→ **Article**:
=-=-=-=-=

Fanout | Blog » Pushing to 100,000 API clients simultaneously

Earlier this year we announced the open source Pushpin project, a server component that makes it easy to scale out realtime HTTP and WebSocket APIs. Just what kind of scale are we talking about though? To demonstrate, we put together some code that pushes a truckload of data through a cluster of Pushpin instances. Here’s the output of its dashboard after a successful run:

fanoutreceivestats

Before getting into the details of how we did this, let’s first establish some goals:

We want to scale an arbitrary realtime API. This API, from the perspective of a connecting client, shouldn’t need to be in any way specific to the components we are using to scale it.
Ideally, we want to scale out the number of delivery servers but not the number of application servers. That is, we should be able to massively amplify the output of a modest realtime source.
We want to push to all recipients simultaneously and we want the deliveries to complete in about 1 second. We’ll shoot for 100,000 recipients.

To be clear, sending data to 100K clients in the same instant is a huge level of traffic. Disqus recently posted that they serve 45K requests per second. If, using some very rough math, we say that a realtime push is about as heavy as half of a request, then our demonstration requires the same bandwidth as the entire Disqus network, if only for one second. This is in contrast to benchmarks that measure “connected” clients, such as the Tigase XMPP server’s 500K single-machine benchmark, where the clients participate conservatively over an extended period of time. Benchmarks like these are impressive in their own right, just be aware that they are a different kind of demonstration.

The Headline API

For the purpose of this demonstration, we created a simple API for a “headline”. The idea here is that clients can set or retrieve a text string from the headline service and be notified whenever the text changes. You could imagine the service being used by an electronic marquee.

=-=-=-=-=

→ **Dataset excerpt**:
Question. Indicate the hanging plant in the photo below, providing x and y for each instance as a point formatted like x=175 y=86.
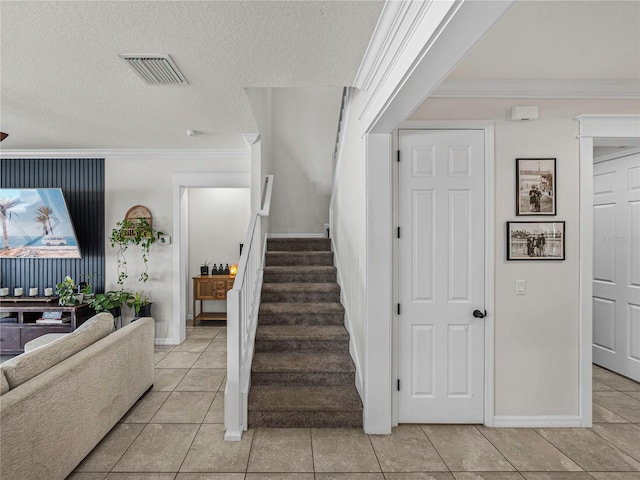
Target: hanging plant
x=133 y=232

=-=-=-=-=

→ **List of tasks**:
A) Using the Pushpin article, explain in one to three sentences why sending data to 100,000 clients at once counts as a huge level of traffic.
B) Repeat word for word the part of the Pushpin article from "Fanout | Blog" to "to scale it.".

→ **Solved problems**:
A) Disqus serves 45K requests per second. If a realtime push is roughly as heavy as half a request, pushing to 100K clients needs about the same bandwidth as the entire Disqus network, even if only for one second.

B)
Fanout | Blog » Pushing to 100,000 API clients simultaneously

Earlier this year we announced the open source Pushpin project, a server component that makes it easy to scale out realtime HTTP and WebSocket APIs. Just what kind of scale are we talking about though? To demonstrate, we put together some code that pushes a truckload of data through a cluster of Pushpin instances. Here’s the output of its dashboard after a successful run:

fanoutreceivestats

Before getting into the details of how we did this, let’s first establish some goals:

We want to scale an arbitrary realtime API. This API, from the perspective of a connecting client, shouldn’t need to be in any way specific to the components we are using to scale it.